■ SOURCE PASSAGE:
Segment Open
Bumblebees can identify different flowers by the invisible patterns of scent across their surface, new research has found.

The work, led by scientists from the University of Bristol and Queen Mary University of London, revealed how bees learn the patterns and distinguish between flowers.

Flowers have different patterns of scent across their surface, with visiting bees finding that the edge of the petals may smell different to the centre.

This is in addition to patterns on flowers – such as lines pointing to the centre – that help guide bees and other pollinators towards the nectar.

Research published in the journal Proceedings of the Royal Society B shows how bumblebees can tell flowers apart by how scent is arranged on their surface.

Dr Dave Lawson, from the University of Bristol’s School of Biological Sciences, said: “If you look at a flower with a microscope, you can often see that the cells that produce the flower’s scent are arranged in patterns.

“By creating artificial flowers that have identical scents arranged in different patterns, we are able to show that this patterning might be a signal to a bee.

“For a flower, it’s not just smelling nice that’s important, but also where you put the scent in the first place.”
Segment Closed
■ Recorded data:
Segment Open
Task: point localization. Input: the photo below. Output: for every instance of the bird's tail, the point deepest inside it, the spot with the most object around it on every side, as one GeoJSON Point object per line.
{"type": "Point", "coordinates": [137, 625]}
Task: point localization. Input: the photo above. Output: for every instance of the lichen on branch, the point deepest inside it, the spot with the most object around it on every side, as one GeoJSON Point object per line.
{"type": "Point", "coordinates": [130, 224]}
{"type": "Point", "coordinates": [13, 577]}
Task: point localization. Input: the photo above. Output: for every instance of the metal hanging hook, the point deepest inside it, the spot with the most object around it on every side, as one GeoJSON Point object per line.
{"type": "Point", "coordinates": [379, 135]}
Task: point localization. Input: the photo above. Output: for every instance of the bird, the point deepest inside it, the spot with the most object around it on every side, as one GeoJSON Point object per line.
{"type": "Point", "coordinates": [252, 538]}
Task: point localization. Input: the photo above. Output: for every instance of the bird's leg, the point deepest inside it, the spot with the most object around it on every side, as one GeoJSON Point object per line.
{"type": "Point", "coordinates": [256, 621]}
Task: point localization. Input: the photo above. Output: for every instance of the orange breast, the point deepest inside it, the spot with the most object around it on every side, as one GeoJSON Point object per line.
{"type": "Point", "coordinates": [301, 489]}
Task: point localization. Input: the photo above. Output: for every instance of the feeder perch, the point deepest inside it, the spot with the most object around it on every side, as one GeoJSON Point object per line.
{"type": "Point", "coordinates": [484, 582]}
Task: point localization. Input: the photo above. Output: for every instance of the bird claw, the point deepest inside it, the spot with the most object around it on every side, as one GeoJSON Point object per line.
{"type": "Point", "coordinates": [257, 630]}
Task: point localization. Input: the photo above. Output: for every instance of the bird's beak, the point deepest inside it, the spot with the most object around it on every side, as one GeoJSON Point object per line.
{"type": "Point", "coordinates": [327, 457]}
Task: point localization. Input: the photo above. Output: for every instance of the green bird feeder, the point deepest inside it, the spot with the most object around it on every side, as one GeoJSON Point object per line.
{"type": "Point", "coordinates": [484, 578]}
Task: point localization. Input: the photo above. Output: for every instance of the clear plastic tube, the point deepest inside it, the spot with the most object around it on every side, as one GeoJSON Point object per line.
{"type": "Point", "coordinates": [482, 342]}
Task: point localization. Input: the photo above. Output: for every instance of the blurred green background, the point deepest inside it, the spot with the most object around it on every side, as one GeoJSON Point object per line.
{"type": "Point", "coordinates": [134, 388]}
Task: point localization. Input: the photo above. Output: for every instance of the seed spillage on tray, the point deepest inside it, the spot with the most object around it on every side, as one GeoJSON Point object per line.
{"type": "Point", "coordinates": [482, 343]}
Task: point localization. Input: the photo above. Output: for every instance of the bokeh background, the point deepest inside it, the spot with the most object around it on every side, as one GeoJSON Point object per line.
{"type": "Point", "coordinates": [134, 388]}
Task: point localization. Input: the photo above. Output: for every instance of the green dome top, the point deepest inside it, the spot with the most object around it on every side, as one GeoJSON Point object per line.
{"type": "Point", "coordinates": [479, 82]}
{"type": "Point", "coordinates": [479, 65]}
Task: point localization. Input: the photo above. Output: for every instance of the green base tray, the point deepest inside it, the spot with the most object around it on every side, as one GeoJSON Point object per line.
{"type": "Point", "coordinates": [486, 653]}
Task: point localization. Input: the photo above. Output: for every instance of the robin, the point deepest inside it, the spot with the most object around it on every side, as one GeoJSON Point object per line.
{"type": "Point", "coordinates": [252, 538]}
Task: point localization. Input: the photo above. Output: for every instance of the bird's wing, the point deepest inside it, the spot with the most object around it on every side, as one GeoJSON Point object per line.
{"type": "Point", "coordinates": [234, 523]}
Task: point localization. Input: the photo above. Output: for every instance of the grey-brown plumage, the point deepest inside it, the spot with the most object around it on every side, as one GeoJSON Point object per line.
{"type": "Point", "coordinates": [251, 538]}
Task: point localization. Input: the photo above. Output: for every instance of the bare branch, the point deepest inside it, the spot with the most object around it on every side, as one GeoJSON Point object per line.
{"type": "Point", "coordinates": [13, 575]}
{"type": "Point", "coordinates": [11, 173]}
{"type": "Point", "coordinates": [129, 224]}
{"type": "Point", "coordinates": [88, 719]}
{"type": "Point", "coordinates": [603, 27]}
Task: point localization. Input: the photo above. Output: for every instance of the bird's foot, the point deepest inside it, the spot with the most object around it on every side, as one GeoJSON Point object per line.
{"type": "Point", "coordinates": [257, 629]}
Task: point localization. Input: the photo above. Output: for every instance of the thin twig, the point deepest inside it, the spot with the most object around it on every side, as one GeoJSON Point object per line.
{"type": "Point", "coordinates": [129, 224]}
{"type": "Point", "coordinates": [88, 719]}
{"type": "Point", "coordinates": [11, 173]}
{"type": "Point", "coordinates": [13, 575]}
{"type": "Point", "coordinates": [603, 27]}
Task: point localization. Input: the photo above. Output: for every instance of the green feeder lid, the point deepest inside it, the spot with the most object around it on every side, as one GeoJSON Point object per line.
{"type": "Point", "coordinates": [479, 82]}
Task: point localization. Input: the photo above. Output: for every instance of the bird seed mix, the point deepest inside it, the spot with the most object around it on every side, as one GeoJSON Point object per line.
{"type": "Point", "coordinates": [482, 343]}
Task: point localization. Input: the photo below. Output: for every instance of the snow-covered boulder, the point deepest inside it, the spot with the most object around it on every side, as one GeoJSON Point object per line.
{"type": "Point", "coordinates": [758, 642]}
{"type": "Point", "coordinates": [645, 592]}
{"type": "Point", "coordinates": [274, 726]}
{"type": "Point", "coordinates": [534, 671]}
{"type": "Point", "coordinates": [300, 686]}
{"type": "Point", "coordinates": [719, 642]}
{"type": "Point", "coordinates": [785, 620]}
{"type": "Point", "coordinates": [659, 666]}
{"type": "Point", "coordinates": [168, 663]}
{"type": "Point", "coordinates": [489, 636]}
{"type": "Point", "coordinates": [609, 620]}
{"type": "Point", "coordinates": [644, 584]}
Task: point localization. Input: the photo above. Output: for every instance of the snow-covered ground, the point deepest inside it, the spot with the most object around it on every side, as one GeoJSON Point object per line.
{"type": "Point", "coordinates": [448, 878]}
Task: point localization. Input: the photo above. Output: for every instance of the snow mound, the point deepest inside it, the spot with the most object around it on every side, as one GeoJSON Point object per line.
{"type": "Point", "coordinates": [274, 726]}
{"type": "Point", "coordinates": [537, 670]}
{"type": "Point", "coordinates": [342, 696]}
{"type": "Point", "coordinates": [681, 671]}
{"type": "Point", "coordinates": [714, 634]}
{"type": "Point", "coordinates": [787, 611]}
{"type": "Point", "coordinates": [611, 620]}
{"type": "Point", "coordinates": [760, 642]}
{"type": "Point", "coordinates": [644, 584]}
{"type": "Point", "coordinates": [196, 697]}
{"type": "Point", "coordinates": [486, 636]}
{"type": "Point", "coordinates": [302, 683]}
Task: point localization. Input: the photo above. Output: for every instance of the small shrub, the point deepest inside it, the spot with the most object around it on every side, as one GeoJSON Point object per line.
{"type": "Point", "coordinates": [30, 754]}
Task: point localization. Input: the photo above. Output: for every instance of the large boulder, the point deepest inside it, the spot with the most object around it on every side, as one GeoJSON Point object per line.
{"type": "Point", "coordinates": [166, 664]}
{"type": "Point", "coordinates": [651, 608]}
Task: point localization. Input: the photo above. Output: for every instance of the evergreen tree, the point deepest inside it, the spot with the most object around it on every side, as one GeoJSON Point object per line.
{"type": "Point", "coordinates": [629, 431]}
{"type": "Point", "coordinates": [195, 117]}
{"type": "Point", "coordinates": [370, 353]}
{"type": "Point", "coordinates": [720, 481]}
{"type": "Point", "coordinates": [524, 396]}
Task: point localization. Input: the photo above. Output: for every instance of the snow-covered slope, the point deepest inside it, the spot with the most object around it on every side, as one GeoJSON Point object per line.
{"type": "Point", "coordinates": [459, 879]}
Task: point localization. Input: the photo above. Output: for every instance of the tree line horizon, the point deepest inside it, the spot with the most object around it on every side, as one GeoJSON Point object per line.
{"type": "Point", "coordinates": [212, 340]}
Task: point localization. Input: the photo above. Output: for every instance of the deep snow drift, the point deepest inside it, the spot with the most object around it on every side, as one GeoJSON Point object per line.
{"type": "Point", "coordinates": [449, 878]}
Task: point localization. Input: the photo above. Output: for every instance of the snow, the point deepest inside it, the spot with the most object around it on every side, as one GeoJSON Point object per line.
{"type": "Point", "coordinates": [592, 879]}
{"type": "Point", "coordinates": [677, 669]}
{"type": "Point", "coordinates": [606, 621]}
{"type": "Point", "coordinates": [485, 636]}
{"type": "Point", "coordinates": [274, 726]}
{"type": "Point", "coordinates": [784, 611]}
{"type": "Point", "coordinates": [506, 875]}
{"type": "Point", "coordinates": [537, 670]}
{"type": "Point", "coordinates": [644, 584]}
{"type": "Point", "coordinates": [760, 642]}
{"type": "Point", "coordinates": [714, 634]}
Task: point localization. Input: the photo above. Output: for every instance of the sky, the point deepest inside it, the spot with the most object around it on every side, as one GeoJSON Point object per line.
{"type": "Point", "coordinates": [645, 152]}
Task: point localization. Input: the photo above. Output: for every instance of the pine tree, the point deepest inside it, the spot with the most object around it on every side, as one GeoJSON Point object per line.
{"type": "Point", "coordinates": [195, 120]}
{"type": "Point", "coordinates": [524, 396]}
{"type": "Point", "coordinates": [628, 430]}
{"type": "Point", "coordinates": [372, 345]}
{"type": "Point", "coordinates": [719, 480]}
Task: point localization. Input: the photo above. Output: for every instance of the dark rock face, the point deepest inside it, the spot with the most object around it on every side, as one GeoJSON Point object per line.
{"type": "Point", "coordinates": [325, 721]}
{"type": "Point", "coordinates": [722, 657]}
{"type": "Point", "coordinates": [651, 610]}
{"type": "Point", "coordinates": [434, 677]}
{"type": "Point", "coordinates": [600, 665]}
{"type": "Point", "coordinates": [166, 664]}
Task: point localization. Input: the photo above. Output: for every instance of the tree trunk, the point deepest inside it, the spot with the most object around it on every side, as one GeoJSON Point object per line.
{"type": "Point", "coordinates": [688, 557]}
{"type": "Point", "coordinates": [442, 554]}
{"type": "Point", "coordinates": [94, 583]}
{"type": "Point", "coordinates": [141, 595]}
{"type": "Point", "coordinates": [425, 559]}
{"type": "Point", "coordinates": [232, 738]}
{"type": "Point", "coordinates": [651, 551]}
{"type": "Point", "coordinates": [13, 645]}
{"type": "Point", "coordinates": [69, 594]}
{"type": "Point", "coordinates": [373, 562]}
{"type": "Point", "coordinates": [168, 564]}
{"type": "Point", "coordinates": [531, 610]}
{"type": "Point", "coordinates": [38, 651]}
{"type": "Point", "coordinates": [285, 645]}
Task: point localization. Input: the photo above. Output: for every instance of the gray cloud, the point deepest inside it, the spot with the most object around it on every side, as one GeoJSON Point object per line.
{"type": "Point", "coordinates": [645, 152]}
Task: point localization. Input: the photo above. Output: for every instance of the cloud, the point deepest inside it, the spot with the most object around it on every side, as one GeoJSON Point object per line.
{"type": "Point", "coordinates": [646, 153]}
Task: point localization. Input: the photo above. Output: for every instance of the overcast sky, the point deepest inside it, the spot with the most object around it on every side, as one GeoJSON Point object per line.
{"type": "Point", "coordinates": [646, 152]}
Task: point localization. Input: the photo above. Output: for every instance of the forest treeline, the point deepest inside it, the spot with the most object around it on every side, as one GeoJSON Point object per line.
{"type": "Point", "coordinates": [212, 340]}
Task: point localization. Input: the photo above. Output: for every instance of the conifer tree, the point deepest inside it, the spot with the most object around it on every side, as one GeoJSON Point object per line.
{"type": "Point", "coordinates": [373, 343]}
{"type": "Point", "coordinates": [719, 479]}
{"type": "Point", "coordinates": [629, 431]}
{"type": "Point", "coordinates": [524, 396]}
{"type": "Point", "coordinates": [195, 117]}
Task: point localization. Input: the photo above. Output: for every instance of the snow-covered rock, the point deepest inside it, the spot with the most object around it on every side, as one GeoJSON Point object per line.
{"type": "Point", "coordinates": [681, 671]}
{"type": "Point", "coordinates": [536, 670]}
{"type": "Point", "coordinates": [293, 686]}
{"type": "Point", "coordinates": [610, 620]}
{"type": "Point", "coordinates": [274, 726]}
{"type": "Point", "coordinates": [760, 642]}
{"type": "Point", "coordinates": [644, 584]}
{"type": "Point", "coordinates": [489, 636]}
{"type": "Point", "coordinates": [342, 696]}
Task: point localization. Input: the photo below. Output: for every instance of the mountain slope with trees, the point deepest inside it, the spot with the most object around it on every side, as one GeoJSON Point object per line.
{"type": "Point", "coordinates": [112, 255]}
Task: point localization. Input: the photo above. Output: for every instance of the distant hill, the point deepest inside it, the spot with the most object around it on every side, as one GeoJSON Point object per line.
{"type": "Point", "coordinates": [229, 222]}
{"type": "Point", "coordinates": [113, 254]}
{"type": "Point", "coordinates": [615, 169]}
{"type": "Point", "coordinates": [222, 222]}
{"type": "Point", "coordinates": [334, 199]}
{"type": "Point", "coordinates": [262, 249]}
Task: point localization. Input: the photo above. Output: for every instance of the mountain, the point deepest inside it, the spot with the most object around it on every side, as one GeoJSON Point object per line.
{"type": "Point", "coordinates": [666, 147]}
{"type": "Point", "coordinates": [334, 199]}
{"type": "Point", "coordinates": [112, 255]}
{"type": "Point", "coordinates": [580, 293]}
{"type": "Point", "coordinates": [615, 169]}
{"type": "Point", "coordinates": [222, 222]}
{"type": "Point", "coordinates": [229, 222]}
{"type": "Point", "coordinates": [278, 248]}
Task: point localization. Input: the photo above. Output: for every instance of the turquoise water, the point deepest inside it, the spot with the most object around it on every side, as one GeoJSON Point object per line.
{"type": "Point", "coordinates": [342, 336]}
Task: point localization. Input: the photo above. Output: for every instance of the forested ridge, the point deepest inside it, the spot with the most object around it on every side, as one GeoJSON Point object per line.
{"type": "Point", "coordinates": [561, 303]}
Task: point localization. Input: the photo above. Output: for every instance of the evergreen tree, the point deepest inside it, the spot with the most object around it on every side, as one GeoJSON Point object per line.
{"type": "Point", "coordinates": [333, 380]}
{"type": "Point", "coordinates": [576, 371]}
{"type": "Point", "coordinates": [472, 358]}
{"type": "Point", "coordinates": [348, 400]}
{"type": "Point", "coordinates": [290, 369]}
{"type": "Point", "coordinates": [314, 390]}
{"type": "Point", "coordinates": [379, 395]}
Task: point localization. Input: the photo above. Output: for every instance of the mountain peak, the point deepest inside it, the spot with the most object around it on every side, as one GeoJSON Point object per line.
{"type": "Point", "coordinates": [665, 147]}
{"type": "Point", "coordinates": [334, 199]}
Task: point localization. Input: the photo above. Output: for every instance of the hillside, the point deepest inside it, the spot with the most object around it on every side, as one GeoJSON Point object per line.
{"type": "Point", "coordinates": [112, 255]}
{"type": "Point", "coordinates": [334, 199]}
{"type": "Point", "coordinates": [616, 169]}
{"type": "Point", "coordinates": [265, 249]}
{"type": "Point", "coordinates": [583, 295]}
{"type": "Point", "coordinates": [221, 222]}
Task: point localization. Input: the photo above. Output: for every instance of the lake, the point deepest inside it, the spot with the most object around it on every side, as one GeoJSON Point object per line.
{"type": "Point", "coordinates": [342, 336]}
Segment Closed
■ EXPLORE THE MATERIAL:
**1)** Translate this sentence from the bumblebee article into Spanish: "Bumblebees can identify different flowers by the invisible patterns of scent across their surface, new research has found."
**2)** Answer these questions using the bumblebee article:
(a) Which two universities led the work?
(b) In which journal was the research published?
(c) Which school is Dr Dave Lawson from?
**3)** Rewrite the part of the bumblebee article between "Dr Dave Lawson, from" and "signal to a bee.", inclusive, and swap "microscope" for "magnifying glass".
Use only the text about bumblebees to complete each task.

■ ANSWERS FOR THE EXERCISE:
**1)** Los abejorros pueden identificar distintas flores por los patrones invisibles de aroma que hay en su superficie, según ha descubierto una nueva investigación.

**2)**
(a) The University of Bristol and Queen Mary University of London
(b) Proceedings of the Royal Society B
(c) The University of Bristol's School of Biological Sciences

**3)**
Dr Dave Lawson, from the University of Bristol’s School of Biological Sciences, said: “If you look at a flower with a magnifying glass, you can often see that the cells that produce the flower’s scent are arranged in patterns.

“By creating artificial flowers that have identical scents arranged in different patterns, we are able to show that this patterning might be a signal to a bee.